====== TEXT EXCERPT ======

First Lady of Ivory Coast
- In role 3 November 1960 – 7 December 1993
- President: Félix Houphouët-Boigny
- Preceded by: Position created
- Succeeded by: Henriette Konan Bédié

Personal details
- Born: Marie-Thérèse Brou 17 September 1930 (age 95) near Abidjan, Ivory Coast, French West Africa
- Party: Democratic Party of Ivory Coast – African Democratic Rally
- Spouse: Félix Houphouët-Boigny ​ ​(m. 1952; died 1993)​

= Marie-Thérèse Houphouët-Boigny =

Former First Lady of Ivory Coast (born 1930)

Marie-Thérèse Houphouët-Boigny (born 17 September 1930) is the former First Lady of Ivory Coast. Her husband was Félix Houphouët-Boigny, the first President of Ivory Coast from 1962 to 1993.

She was born in 1930 in a suburb of Abidjan, Ivory Coast, French West Africa. She was one of her parents' six children. When Brou was 16 years old, she and nineteen other Ivorian girls were chosen to attend private school in France. While living in France, she met her husband, Félix Houphouët-Boigny, when she was 21 years old. Houphouët-Boigny was more than 25 years older than her. Brou and Houphouët-Boigny married in 1952, shortly after he divorced his first wife that same year.

======

*EXERCISE REQUIREMENTS*
According to the text about Marie-Thérèse Houphouët-Boigny, how old was she when she was chosen to attend private school in France? Rely only on the text about Marie-Thérèse Houphouët-Boigny.

====== GIVEN ENTRIES ======

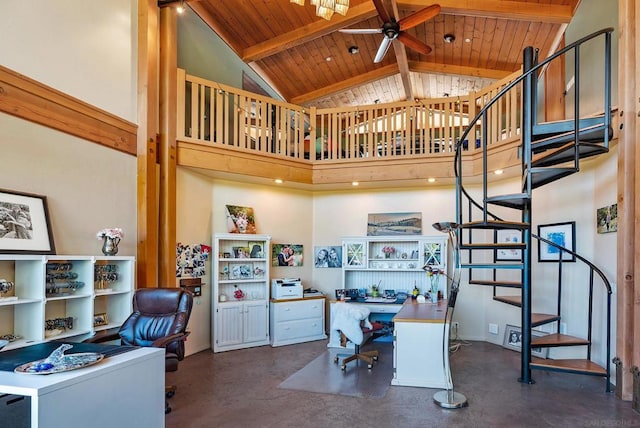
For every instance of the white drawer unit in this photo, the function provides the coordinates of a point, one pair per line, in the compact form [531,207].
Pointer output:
[297,320]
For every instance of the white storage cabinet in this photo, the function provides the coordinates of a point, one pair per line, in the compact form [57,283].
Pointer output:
[297,320]
[241,263]
[46,288]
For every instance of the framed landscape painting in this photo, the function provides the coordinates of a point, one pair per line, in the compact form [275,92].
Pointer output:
[24,224]
[562,235]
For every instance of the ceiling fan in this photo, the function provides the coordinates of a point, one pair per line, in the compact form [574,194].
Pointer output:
[392,29]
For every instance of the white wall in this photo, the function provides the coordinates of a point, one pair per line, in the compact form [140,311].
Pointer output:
[88,186]
[86,49]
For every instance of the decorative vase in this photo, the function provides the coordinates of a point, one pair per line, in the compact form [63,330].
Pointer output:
[110,246]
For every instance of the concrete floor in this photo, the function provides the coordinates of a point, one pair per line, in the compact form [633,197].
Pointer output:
[240,389]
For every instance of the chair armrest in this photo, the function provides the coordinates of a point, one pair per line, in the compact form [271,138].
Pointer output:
[104,336]
[164,341]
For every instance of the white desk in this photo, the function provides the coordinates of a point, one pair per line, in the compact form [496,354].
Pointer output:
[374,308]
[418,356]
[125,390]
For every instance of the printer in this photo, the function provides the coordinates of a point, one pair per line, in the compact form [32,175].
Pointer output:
[286,288]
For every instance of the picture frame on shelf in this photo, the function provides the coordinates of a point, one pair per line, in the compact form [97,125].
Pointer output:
[506,236]
[24,224]
[241,252]
[100,319]
[256,250]
[563,234]
[513,340]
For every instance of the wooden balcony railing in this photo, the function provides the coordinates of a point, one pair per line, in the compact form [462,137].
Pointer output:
[215,114]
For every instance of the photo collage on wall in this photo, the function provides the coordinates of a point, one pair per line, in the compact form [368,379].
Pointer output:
[287,255]
[327,256]
[190,260]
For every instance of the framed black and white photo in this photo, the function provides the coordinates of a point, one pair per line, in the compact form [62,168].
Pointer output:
[508,237]
[513,340]
[24,224]
[561,234]
[100,319]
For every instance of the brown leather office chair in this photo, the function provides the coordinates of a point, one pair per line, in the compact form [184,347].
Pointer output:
[159,319]
[367,356]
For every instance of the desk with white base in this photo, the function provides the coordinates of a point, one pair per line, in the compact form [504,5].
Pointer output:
[125,390]
[418,345]
[418,341]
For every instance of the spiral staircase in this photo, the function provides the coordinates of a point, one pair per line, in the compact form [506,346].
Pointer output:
[549,152]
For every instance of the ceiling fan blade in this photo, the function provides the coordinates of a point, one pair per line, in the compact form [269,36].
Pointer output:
[414,43]
[382,50]
[382,12]
[361,30]
[419,17]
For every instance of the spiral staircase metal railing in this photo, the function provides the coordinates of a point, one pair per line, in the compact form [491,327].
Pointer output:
[549,152]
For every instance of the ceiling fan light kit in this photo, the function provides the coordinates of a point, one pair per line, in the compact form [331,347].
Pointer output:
[326,8]
[396,29]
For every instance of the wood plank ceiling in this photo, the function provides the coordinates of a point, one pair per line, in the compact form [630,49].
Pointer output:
[290,46]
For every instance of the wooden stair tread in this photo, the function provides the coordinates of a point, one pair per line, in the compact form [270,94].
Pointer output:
[494,245]
[540,319]
[510,300]
[542,176]
[515,201]
[570,365]
[491,283]
[495,224]
[557,339]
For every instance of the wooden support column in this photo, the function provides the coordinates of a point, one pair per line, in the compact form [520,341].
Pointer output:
[554,89]
[628,293]
[168,104]
[147,144]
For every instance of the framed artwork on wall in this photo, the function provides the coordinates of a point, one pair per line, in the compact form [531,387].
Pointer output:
[24,224]
[394,224]
[560,234]
[607,219]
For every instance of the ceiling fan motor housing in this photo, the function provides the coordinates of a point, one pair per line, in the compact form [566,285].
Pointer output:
[391,29]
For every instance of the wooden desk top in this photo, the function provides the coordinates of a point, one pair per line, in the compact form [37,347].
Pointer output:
[412,311]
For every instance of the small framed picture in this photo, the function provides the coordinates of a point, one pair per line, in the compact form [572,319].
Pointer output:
[513,340]
[256,250]
[100,319]
[241,252]
[241,271]
[559,235]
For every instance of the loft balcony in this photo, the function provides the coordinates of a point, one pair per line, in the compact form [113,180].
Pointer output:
[227,132]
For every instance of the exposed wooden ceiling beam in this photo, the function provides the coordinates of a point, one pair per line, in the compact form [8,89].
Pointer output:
[431,67]
[504,9]
[377,74]
[309,32]
[401,57]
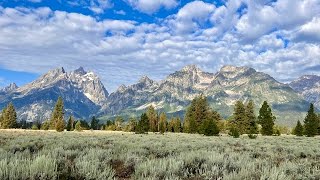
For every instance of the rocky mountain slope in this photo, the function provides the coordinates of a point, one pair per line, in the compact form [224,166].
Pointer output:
[82,91]
[84,94]
[8,89]
[308,86]
[223,89]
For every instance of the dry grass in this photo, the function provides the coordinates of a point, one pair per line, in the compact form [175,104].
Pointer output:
[27,154]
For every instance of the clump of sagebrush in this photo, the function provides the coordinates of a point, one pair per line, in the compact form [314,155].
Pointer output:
[113,155]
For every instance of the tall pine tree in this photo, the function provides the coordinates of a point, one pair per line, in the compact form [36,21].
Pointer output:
[298,130]
[70,126]
[251,118]
[240,119]
[57,115]
[94,124]
[143,124]
[311,122]
[153,119]
[163,123]
[2,116]
[196,115]
[9,117]
[266,119]
[177,125]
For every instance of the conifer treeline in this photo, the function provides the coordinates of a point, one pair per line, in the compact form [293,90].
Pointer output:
[199,118]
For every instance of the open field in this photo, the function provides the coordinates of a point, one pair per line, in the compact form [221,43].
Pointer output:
[119,155]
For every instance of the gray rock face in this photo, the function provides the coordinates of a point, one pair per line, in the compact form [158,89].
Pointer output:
[8,89]
[308,86]
[223,89]
[82,91]
[84,94]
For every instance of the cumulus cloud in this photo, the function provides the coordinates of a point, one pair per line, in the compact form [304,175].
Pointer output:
[96,6]
[309,32]
[152,6]
[191,16]
[120,51]
[263,17]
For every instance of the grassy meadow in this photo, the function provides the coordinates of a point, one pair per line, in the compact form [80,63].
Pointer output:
[27,154]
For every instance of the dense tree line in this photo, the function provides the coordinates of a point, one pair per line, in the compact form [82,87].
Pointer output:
[8,118]
[199,118]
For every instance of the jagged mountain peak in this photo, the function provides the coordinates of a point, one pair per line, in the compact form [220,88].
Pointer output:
[80,71]
[231,68]
[56,72]
[122,88]
[191,68]
[146,80]
[11,87]
[308,77]
[230,71]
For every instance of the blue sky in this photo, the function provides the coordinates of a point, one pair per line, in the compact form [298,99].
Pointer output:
[125,39]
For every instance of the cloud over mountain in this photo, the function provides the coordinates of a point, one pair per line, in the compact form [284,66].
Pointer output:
[253,33]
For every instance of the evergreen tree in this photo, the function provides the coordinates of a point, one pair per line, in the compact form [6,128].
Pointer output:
[153,119]
[311,122]
[143,124]
[132,125]
[9,117]
[45,125]
[318,124]
[298,130]
[2,117]
[266,119]
[94,125]
[57,114]
[70,126]
[60,125]
[186,126]
[202,111]
[118,123]
[170,126]
[163,123]
[240,119]
[78,126]
[251,119]
[177,125]
[196,114]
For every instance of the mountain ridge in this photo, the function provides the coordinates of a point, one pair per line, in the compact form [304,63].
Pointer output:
[85,95]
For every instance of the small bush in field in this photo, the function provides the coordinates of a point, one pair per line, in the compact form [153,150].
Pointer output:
[120,155]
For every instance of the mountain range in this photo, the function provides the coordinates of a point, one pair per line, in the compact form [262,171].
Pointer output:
[84,94]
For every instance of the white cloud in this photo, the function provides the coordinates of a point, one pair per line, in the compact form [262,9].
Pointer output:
[35,1]
[96,6]
[152,6]
[36,40]
[191,16]
[120,12]
[264,17]
[309,32]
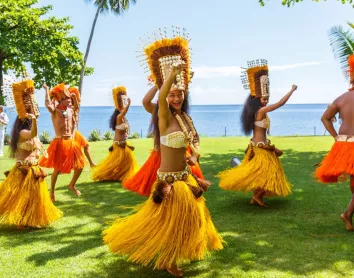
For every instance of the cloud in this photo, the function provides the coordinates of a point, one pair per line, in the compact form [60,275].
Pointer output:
[206,72]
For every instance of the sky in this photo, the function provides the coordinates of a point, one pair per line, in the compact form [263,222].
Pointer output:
[224,36]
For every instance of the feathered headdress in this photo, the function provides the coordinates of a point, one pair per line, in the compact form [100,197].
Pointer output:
[23,94]
[256,79]
[59,92]
[164,52]
[74,90]
[117,94]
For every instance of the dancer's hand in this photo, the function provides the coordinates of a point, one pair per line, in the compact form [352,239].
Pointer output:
[178,68]
[30,116]
[192,160]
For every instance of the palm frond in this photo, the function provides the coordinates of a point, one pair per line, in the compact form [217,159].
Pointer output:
[342,42]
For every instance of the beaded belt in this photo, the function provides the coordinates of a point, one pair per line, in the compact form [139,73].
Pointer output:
[33,162]
[260,144]
[171,177]
[345,138]
[120,142]
[65,137]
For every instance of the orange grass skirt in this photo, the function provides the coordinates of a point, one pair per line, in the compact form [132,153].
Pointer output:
[63,156]
[338,162]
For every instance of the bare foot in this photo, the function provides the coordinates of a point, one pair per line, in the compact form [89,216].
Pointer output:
[76,192]
[347,222]
[175,271]
[52,196]
[259,201]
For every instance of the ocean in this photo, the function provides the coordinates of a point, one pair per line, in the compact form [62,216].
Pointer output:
[210,120]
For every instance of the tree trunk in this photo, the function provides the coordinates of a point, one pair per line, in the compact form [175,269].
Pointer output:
[2,98]
[88,50]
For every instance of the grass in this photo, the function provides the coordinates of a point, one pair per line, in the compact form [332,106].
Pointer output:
[297,236]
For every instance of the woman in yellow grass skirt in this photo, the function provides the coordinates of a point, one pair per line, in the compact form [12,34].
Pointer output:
[174,225]
[261,170]
[120,163]
[24,197]
[143,180]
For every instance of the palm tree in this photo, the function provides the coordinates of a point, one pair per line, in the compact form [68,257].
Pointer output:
[342,42]
[117,7]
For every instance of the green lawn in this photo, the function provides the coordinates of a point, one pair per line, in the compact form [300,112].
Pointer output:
[301,235]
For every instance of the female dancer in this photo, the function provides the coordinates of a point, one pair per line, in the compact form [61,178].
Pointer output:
[24,198]
[174,224]
[143,180]
[78,137]
[120,163]
[261,170]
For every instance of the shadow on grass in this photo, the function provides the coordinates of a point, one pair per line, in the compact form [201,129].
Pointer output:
[297,235]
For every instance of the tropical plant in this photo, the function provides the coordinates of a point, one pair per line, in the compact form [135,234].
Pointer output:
[45,137]
[28,36]
[342,42]
[95,135]
[108,135]
[117,7]
[292,2]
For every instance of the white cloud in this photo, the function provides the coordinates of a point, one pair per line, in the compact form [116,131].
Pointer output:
[206,72]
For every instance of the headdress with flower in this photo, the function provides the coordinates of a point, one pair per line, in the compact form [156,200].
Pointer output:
[255,78]
[161,52]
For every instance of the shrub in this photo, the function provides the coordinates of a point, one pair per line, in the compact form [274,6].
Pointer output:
[108,135]
[95,135]
[45,137]
[134,135]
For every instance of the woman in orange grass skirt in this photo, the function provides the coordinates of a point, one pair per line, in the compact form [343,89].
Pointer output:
[24,198]
[120,163]
[143,180]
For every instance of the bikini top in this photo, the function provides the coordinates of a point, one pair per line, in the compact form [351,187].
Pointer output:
[265,123]
[175,139]
[122,126]
[30,145]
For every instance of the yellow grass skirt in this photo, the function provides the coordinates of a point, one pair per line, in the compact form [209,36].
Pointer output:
[178,230]
[263,172]
[119,165]
[24,200]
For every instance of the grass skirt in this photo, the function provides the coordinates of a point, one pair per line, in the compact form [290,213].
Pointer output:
[119,165]
[144,179]
[178,230]
[338,162]
[24,199]
[63,155]
[263,172]
[80,139]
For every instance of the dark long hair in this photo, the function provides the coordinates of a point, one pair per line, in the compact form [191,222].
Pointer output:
[252,105]
[15,133]
[154,124]
[113,120]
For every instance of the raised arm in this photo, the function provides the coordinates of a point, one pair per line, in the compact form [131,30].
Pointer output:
[272,107]
[75,103]
[147,100]
[327,116]
[124,111]
[26,134]
[48,102]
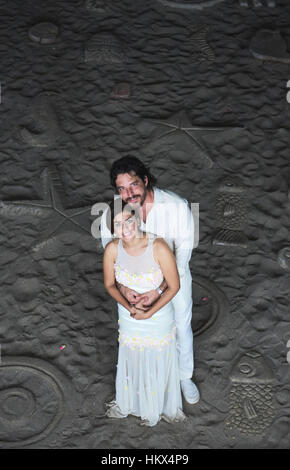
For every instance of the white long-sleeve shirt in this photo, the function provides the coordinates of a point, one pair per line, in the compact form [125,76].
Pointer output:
[170,218]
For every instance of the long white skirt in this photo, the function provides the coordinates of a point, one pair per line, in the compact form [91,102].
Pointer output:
[147,381]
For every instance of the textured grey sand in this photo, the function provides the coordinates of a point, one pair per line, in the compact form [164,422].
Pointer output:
[53,307]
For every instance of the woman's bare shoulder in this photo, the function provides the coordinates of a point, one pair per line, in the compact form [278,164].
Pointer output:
[112,248]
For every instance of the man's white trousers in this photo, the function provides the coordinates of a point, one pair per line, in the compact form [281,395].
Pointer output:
[182,303]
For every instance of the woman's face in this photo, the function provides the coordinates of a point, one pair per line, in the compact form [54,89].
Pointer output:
[125,225]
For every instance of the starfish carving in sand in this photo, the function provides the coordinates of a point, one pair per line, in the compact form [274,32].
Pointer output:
[51,208]
[179,124]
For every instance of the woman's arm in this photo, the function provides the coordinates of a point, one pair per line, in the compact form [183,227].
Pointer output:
[166,259]
[109,259]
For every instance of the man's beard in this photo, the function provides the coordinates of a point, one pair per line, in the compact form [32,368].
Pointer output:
[140,200]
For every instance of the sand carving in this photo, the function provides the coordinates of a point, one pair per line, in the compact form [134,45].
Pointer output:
[52,208]
[251,408]
[284,258]
[45,130]
[105,48]
[180,130]
[43,33]
[122,90]
[199,42]
[96,6]
[231,213]
[190,4]
[269,45]
[210,307]
[35,398]
[258,3]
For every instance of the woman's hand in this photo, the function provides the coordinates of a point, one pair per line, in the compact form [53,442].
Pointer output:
[139,314]
[132,296]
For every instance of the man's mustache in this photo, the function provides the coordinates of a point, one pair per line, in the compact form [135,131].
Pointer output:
[133,197]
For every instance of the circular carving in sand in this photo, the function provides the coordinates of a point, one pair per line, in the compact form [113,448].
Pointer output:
[210,307]
[284,258]
[190,4]
[33,400]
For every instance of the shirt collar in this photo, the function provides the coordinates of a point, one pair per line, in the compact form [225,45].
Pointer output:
[158,196]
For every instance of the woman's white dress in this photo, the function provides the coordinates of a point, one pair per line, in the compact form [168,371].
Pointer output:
[147,380]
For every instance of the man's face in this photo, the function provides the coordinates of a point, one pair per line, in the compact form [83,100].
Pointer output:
[131,188]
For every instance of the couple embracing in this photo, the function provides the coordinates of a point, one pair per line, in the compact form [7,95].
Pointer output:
[148,237]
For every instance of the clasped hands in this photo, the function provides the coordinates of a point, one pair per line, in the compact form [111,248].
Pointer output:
[140,303]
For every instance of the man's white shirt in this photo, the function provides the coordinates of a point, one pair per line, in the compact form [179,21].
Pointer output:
[170,218]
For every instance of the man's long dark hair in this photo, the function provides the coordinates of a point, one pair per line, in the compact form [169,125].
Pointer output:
[128,164]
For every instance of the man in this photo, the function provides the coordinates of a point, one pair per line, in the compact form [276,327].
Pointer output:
[167,215]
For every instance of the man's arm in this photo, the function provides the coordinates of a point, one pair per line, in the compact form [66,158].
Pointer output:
[105,232]
[184,239]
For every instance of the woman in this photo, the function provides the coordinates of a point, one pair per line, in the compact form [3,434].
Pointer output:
[147,381]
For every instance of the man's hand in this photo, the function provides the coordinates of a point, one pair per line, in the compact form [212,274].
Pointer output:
[138,314]
[147,299]
[132,296]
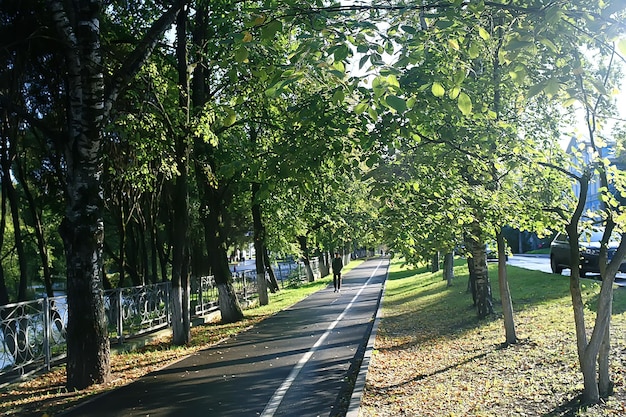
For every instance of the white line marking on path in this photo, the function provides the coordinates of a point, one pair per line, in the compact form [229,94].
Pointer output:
[279,394]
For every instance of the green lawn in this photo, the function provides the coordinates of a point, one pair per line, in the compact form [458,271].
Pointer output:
[434,357]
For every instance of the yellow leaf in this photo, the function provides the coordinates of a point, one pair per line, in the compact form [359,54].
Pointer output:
[259,20]
[438,90]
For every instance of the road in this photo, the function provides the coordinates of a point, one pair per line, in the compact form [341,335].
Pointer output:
[295,363]
[542,263]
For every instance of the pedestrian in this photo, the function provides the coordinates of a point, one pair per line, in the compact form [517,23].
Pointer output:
[337,266]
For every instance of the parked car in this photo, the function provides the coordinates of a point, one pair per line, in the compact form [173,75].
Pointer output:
[589,246]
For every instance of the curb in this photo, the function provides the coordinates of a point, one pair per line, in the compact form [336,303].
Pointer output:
[359,386]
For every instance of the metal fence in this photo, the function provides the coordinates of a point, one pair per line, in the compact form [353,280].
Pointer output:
[32,333]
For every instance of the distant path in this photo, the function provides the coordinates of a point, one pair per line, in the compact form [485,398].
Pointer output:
[292,364]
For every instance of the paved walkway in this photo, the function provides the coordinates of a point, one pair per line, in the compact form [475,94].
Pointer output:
[295,363]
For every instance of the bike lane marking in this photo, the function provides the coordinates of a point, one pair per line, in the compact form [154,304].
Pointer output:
[280,393]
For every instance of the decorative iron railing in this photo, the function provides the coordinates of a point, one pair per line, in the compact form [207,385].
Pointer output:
[32,333]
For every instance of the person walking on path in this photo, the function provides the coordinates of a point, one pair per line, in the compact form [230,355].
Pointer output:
[337,266]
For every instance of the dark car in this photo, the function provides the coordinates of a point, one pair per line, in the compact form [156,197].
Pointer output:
[589,243]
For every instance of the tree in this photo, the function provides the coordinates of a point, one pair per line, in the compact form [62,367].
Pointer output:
[90,101]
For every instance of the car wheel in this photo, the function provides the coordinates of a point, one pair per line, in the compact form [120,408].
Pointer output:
[556,268]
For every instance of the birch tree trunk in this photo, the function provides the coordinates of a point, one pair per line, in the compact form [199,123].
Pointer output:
[82,229]
[505,293]
[476,246]
[448,268]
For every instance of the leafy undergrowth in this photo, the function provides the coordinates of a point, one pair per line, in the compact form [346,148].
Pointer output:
[46,395]
[433,357]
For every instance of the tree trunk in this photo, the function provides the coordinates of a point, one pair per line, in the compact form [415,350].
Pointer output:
[505,293]
[8,150]
[82,228]
[448,268]
[259,247]
[4,293]
[268,266]
[435,261]
[471,280]
[605,384]
[476,246]
[181,327]
[302,240]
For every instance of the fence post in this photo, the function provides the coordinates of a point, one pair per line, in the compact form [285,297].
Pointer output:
[120,316]
[167,303]
[200,304]
[46,330]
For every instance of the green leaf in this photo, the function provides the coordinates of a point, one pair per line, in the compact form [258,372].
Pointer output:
[230,118]
[269,31]
[241,54]
[465,104]
[474,52]
[535,89]
[438,90]
[396,103]
[341,52]
[363,61]
[360,108]
[621,46]
[454,93]
[338,96]
[373,113]
[483,33]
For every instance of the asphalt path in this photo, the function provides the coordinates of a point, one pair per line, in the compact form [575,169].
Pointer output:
[295,363]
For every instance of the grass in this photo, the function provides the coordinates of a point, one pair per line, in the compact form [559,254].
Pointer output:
[46,395]
[433,357]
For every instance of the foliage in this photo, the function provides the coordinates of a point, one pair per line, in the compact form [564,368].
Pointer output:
[46,393]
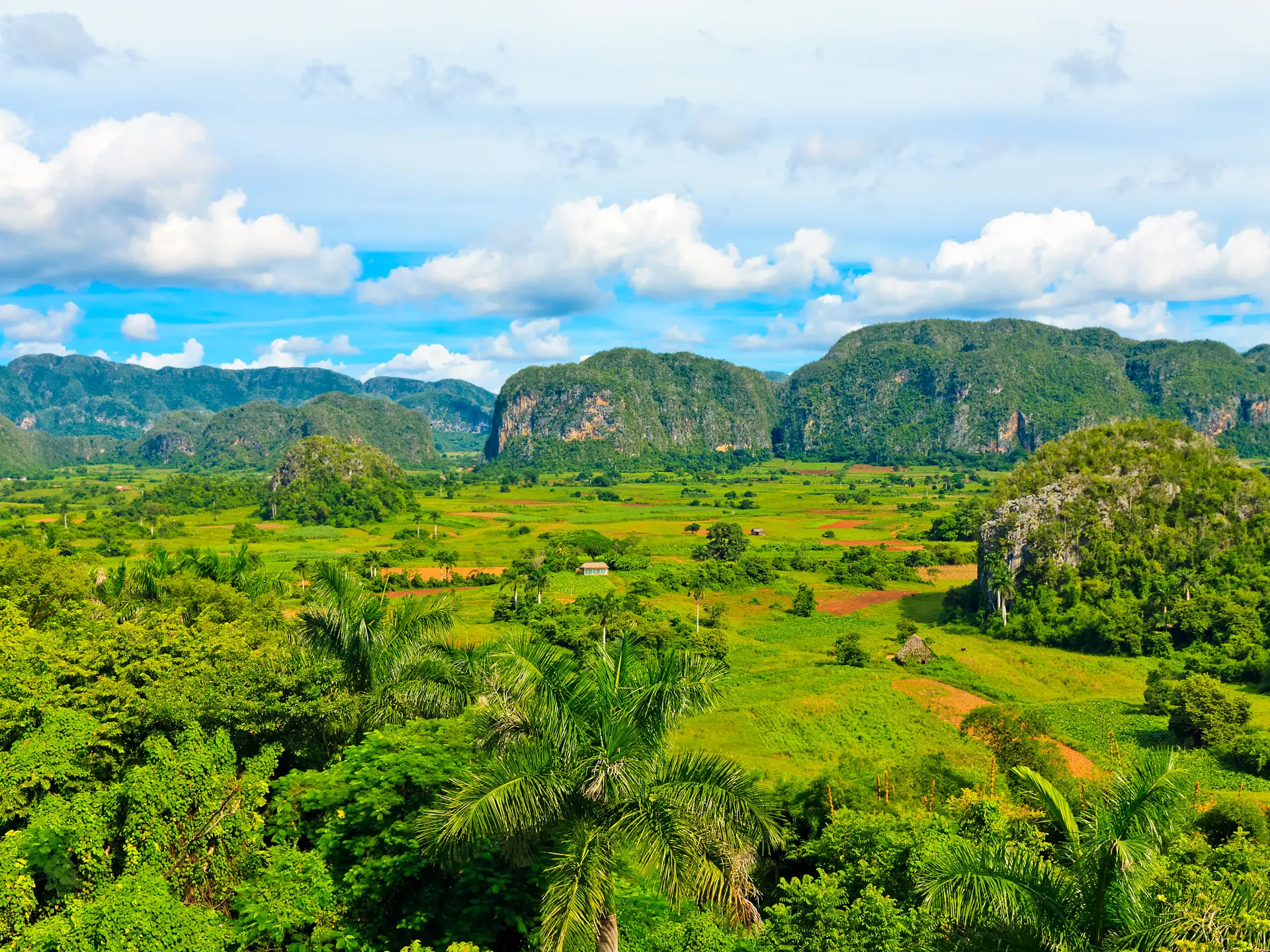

======

*TASK ANSWER*
She was 16 years old.